● **Selected extract**
****************

How to Admit Yourself to Addiction Treatment
Addiction can happen to anyone at any time, no matter their social, ethnic, or economic background.
Despite the best intentions, those who find themselves facing addiction are often unable to reach sobriety without help.
Overcoming substance abuse and alcoholism usually requires more than willpower alone, essentially because drug abuse causes the brains’ reward circuit to become negatively rewired.
No longer able to enjoy organic pleasures such as food and socialising, a compulsive need for the substance is established. 
Does this resonate with you? Have you tried to quit or reduce your drug or alcohol use and been unsuccessful? If so, it may be time to think of signing up for addiction treatment.
It’s normal to be sitting on the fence, unsure if addiction treatment is for you. You might have a loved one who refuses help or even admit they have a problem.
Go ahead and ask yourself or your loved one these questions; you might be surprised by the answers.
- Has your addiction begun to dictate and interrupt your everyday life?
- Has your life started to revolve around where and when you can get your next drink or fix?
- Are your friends and family worried about your drug use?
- Has your drug or alcohol abuse affected those around you?
- Have you tried to quit or cut down your substance use but been unsuccessful?
- Is the amount you drink or your drug use starting to have an impact on your job or family life?
- Have you ever become angry or defensive when questioned about your drug or alcohol consumption?
If you answered yes to most of these questions, it might be time to begin addiction treatment. Admitting you need help can be daunting when your current situation seems downright impossible. However, recognising that a treatment plan or rehab could be beneficial to your future is a promising start.
Congratulate yourself on admitting to yourself that it’s time for a change, that you need help. This realisation is probably the most challenging step but the most important.
Choosing the Right Addiction Treatment
Finding the most suitable type of addiction treatment is the next vital step in the process. The kind of treatment an individual needs depends on the substance they are addicted to and its severity, i.e., how much it has taken over your life.
Bearing this in mind when researching treatment options will help you manage your expectations realistically.
An essential part of the process is to do your pre-admission homework.
Some of the things you’ll need to consider are:
- What local addiction treatment options and support are available?
- The type of addiction you suffer from and the subsequent support you need.

****************

● **Supplied material**
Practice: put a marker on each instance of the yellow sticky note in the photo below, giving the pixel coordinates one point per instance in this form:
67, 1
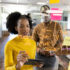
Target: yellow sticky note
54, 1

****************

● **Work task 1**
In the addiction treatment guide, what two things determine the kind of treatment an individual needs?
● **Work task 2**
Can you rewrite the addiction treatment guide's paragraph beginning "If you answered yes to most of these questions" more briefly, keeping its main points?
You won't need the material for this.

● **Answer area 1**
The substance they are addicted to and its severity, meaning how much it has taken over their life.

● **Answer area 2**
Answering yes to most of these questions suggests it may be time to begin addiction treatment. Admitting you need help can feel daunting, but recognizing that treatment or rehab could benefit your future is a promising start.